What is expected: Copy out the records below, changing each "Target" to "Query" and leaving everything else as it is.

Supplied records:
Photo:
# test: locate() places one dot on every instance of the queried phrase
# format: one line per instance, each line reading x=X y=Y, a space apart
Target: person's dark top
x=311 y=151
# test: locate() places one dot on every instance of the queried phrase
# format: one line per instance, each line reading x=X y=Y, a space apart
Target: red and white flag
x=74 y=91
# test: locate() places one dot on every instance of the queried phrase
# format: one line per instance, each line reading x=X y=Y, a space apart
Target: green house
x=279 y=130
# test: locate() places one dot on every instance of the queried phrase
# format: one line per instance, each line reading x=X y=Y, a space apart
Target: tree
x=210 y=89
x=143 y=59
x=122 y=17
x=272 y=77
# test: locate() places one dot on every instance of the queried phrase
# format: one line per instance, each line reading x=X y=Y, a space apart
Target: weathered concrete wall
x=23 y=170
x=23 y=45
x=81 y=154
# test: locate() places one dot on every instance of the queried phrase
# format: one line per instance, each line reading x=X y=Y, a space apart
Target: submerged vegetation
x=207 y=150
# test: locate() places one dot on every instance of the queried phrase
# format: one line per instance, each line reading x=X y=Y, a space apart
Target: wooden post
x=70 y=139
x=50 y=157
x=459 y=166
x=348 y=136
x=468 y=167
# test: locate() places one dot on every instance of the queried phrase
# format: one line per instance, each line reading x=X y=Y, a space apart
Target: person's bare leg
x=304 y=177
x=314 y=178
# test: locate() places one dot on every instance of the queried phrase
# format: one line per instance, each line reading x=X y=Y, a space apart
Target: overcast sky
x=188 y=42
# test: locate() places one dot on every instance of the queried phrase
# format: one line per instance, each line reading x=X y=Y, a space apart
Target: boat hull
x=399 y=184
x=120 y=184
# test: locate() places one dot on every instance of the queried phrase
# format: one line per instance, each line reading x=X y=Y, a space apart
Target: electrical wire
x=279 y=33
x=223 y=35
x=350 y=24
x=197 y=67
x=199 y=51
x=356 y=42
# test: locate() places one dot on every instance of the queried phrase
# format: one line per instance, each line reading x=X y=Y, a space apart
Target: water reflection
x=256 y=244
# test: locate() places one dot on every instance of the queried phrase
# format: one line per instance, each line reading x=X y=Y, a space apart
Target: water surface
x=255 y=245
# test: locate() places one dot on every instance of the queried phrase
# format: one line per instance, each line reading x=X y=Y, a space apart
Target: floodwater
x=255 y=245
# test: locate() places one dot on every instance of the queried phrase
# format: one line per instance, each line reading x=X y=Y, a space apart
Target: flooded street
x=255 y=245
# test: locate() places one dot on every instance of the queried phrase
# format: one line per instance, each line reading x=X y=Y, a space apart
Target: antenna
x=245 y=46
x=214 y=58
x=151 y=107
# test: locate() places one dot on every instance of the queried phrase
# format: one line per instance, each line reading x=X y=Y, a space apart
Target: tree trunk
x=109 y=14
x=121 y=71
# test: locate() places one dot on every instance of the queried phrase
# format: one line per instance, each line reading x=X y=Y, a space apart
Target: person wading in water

Exercise solution:
Photo:
# test: locate() places one dot on every instance of the queried phrase
# format: one line per instance, each line reading x=X y=Y, a space apart
Query: person's dark top
x=311 y=151
# test: locate() places one dot on every instance of the queried phrase
# format: one line per instance, each line reading x=X y=Y, a space apart
Query: red and white flag
x=74 y=91
# test: locate() places one dot on every instance of the queried phrase
# format: one line per instance, each line reading x=X y=Y, a space apart
Query: green house
x=279 y=130
# test: locate() places one dot on every instance of the queried phrase
# format: one line per instance, each line reading x=X y=Y, a space apart
Query: tree
x=210 y=89
x=143 y=59
x=122 y=17
x=272 y=77
# test: locate() places one dot on every instance of the queried phrase
# format: one line per instance, each line reading x=X y=Y, a space apart
Query: weathered concrete wall
x=23 y=170
x=23 y=45
x=81 y=154
# test: locate() places one dot on every instance of the queried phrase
# format: one line per instance, each line reading x=X y=Y, a space apart
Query: submerged vegetation
x=207 y=150
# test: locate() places one dot on every instance of the queried phrase
# format: one line per instance, each line reading x=X y=Y, a space apart
Query: wooden post
x=70 y=139
x=50 y=157
x=459 y=166
x=348 y=136
x=468 y=167
# test: locate() places one dot on every instance of the queried phrase
# format: one line per instance, each line reading x=X y=Y, a space apart
Query: person's bare leg
x=304 y=177
x=314 y=178
# test: locate() places one dot on every instance of the queried phrase
# format: one line per instance, each line reading x=X y=Y, a space apart
Query: overcast sky
x=188 y=42
# test: locate() places one dot on every instance of the queried phrase
# format: one line per instance, each line reading x=X y=Y, a space apart
Query: boat hull
x=399 y=184
x=120 y=184
# test: locate() places one dot on every instance of the queried phrase
# format: one line per instance, each line reading x=X y=Y, a space apart
Query: electrical wire
x=279 y=33
x=223 y=35
x=350 y=24
x=197 y=67
x=199 y=51
x=356 y=42
# test: locate() places one dot on every instance of the queried phrase
# format: one line per instance, each line reading x=X y=Y, a space apart
Query: water reflection
x=256 y=244
# test: locate() places one dot on every instance of the queried phrase
# format: one line per instance, each line reading x=X y=Y, a space apart
Query: water surface
x=255 y=245
# test: locate() places one dot on every instance of the queried phrase
# format: one line per instance, each line reading x=X y=Y, a space apart
Query: floodwater
x=255 y=245
# test: locate() places one dot on every instance of the queried phrase
# format: one line per instance, each line reading x=X y=Y, a space apart
Query: flooded street
x=255 y=245
# test: locate() places one dot on every instance of the queried phrase
# format: one line per instance, each line reading x=X y=Y, a space apart
Query: antenna
x=245 y=46
x=214 y=58
x=151 y=107
# test: locate() places one dot on every instance of the queried phrase
# format: one line per instance, each line reading x=X y=Y, a space apart
Query: tree trunk
x=109 y=14
x=121 y=71
# test: locate() places one dot on every instance of the queried phrase
# format: one line per instance, each line reading x=X y=Y, a space apart
Query: person wading in water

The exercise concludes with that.